_What you should do_.
Copy everything from the start of the listing down to the line containing "0,0 -> 49,192", raising each answer coordinate by 87. Leave the sample coordinates after "e.g." unchanged.

Stored data entries:
■ ■ ■

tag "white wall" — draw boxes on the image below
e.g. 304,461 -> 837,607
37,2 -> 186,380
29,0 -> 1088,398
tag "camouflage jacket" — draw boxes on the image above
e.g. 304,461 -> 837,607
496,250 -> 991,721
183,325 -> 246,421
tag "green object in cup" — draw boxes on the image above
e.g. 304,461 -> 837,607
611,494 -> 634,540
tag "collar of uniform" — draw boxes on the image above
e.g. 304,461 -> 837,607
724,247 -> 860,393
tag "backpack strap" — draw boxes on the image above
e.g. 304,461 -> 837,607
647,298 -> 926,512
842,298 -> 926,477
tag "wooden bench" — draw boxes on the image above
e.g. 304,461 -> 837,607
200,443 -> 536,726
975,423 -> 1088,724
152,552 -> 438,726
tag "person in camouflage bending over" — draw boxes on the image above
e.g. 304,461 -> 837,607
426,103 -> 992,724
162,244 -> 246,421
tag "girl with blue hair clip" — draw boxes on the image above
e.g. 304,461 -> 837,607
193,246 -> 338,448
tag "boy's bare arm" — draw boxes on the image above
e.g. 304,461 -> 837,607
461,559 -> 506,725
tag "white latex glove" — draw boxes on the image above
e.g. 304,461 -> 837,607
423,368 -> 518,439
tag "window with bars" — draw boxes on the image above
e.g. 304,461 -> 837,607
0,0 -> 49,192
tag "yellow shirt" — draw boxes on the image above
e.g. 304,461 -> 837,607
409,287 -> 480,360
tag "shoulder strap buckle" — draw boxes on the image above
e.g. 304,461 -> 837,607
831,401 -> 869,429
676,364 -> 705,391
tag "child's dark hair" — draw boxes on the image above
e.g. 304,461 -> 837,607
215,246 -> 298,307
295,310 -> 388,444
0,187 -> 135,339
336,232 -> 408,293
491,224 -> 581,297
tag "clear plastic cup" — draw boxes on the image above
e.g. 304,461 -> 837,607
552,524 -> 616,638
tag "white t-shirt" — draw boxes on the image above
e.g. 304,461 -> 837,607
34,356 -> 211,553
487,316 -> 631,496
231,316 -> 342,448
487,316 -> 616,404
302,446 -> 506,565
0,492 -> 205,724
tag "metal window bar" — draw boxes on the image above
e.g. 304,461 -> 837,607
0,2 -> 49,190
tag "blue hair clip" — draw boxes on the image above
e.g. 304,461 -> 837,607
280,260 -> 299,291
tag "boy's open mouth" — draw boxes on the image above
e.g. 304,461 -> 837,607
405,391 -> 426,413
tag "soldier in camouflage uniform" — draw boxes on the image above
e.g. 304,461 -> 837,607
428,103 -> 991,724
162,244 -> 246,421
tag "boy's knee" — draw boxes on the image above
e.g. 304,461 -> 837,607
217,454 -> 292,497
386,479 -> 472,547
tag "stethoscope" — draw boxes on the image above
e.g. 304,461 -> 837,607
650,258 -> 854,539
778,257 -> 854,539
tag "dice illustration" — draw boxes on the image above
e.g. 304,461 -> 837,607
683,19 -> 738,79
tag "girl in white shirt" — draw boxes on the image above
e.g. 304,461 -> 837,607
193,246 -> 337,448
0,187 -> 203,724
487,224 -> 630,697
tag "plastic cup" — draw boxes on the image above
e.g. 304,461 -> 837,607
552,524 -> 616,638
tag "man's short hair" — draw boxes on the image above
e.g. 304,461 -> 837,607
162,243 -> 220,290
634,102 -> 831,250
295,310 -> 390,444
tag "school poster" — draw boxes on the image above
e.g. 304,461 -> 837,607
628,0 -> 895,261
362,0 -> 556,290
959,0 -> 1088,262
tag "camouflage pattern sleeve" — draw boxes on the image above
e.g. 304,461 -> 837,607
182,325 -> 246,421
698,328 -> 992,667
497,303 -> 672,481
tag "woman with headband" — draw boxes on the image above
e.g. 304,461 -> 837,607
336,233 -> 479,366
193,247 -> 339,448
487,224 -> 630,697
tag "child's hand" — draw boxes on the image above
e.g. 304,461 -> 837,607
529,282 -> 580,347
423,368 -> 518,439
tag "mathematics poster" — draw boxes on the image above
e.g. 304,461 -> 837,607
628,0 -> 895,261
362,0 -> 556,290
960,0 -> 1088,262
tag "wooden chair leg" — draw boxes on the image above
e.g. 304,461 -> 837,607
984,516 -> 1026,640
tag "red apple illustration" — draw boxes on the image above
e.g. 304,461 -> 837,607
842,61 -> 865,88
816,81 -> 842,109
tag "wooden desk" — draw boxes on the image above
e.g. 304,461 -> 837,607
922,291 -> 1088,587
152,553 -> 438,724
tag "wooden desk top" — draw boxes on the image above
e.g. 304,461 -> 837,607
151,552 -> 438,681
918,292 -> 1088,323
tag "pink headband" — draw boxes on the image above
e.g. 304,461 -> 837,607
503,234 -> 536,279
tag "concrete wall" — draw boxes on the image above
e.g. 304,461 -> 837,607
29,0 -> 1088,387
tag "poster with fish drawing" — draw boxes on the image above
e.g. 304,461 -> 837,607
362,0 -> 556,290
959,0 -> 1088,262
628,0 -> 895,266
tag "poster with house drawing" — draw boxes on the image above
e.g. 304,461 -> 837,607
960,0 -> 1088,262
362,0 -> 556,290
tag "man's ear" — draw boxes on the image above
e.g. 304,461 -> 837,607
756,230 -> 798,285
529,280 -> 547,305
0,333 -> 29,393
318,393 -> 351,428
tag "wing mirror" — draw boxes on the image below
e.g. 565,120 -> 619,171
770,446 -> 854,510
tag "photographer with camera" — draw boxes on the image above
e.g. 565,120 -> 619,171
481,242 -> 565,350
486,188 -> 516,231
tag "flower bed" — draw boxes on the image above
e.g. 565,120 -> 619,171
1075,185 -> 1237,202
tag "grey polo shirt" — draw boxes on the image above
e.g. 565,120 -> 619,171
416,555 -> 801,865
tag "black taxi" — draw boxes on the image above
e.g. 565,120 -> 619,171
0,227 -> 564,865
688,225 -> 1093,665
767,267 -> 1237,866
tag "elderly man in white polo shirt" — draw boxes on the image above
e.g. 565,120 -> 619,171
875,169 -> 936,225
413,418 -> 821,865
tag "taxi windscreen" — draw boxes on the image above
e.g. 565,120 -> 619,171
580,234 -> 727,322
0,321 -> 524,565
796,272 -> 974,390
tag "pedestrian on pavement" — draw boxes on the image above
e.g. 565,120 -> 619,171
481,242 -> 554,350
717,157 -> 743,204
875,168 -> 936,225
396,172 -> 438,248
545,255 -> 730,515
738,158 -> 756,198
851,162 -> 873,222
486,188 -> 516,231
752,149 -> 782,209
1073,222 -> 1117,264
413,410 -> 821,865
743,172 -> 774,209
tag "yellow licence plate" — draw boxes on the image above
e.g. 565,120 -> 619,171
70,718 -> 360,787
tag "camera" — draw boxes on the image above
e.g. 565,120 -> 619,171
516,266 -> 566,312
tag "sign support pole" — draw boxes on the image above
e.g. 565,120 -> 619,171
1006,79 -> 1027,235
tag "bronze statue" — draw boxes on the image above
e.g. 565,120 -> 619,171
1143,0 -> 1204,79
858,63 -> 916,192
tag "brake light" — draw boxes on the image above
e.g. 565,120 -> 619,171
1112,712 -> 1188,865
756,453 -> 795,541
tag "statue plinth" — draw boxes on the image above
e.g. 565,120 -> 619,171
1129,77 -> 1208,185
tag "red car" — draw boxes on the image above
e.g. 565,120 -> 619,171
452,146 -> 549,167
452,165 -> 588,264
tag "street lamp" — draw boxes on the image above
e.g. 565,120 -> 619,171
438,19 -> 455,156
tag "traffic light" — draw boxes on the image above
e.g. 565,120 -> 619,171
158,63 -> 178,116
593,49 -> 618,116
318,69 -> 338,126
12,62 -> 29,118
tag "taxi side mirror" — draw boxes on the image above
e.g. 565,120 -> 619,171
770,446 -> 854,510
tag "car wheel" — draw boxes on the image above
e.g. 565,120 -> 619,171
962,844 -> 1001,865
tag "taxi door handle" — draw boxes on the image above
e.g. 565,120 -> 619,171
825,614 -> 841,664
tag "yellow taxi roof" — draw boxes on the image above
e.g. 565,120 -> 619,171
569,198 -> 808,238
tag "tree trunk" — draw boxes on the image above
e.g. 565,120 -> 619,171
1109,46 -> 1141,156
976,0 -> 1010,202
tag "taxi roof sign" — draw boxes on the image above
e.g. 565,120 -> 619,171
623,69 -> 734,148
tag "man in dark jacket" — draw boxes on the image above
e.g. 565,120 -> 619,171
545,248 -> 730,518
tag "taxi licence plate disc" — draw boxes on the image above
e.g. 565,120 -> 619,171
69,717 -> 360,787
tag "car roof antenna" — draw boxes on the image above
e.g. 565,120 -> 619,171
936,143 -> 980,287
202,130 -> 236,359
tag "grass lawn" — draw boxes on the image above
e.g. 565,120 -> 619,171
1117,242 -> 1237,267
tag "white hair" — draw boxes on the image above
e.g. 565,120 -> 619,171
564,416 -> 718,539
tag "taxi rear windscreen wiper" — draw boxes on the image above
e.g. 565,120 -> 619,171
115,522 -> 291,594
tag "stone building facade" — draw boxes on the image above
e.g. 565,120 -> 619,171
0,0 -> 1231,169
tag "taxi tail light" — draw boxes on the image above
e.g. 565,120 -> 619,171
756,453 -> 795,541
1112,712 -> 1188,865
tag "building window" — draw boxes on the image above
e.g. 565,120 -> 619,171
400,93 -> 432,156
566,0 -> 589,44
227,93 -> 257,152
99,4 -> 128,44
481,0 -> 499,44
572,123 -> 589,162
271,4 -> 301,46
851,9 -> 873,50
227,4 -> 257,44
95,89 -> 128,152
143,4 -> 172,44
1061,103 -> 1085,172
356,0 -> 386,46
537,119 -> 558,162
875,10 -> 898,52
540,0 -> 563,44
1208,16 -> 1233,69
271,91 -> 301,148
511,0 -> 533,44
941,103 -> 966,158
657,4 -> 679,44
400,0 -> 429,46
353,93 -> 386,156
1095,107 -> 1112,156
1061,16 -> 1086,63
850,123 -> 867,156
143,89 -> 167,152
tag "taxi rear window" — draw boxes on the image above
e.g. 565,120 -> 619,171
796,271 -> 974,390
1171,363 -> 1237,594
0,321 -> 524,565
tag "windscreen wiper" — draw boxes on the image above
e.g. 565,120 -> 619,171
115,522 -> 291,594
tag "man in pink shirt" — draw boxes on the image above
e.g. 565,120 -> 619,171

■ ■ ■

_Exercise output_.
tag "white wall" — draw boxes on the image below
e.g. 304,461 -> 837,607
124,89 -> 273,467
116,87 -> 1175,485
tag "camouflage jacket" — draw boxes on the image above
e.g. 304,461 -> 837,607
583,337 -> 1078,808
270,412 -> 333,508
tag "green object in cup" — draw boxes on the image above
e.g. 304,461 -> 837,607
698,581 -> 721,627
tag "collar of uniform" — draw boxes on the image above
e.g. 304,461 -> 837,607
811,334 -> 947,480
tag "backpack strap" — draw boxes on the image above
e.g. 304,461 -> 837,607
734,385 -> 1013,599
929,385 -> 1013,564
tag "wooden bench" — draw boxes on the image above
e.g. 304,461 -> 837,607
287,530 -> 623,813
1062,510 -> 1175,811
239,639 -> 525,813
tag "person in camouflage bending over" — draw boxes on the image above
e.g. 304,461 -> 837,607
513,190 -> 1079,811
249,331 -> 333,508
tag "girl with blue hair clip" — draw boxes on the image above
e.g. 304,461 -> 837,607
280,333 -> 425,535
tag "boy's bare arm" — draw boxes on the image above
e.g. 304,461 -> 837,607
548,646 -> 593,812
tag "white latex glove" — draw boxes on the image above
e.g. 304,461 -> 837,607
510,455 -> 605,526
tag "window with bars" — draw boxes on the image above
e.g. 304,461 -> 837,607
87,87 -> 136,279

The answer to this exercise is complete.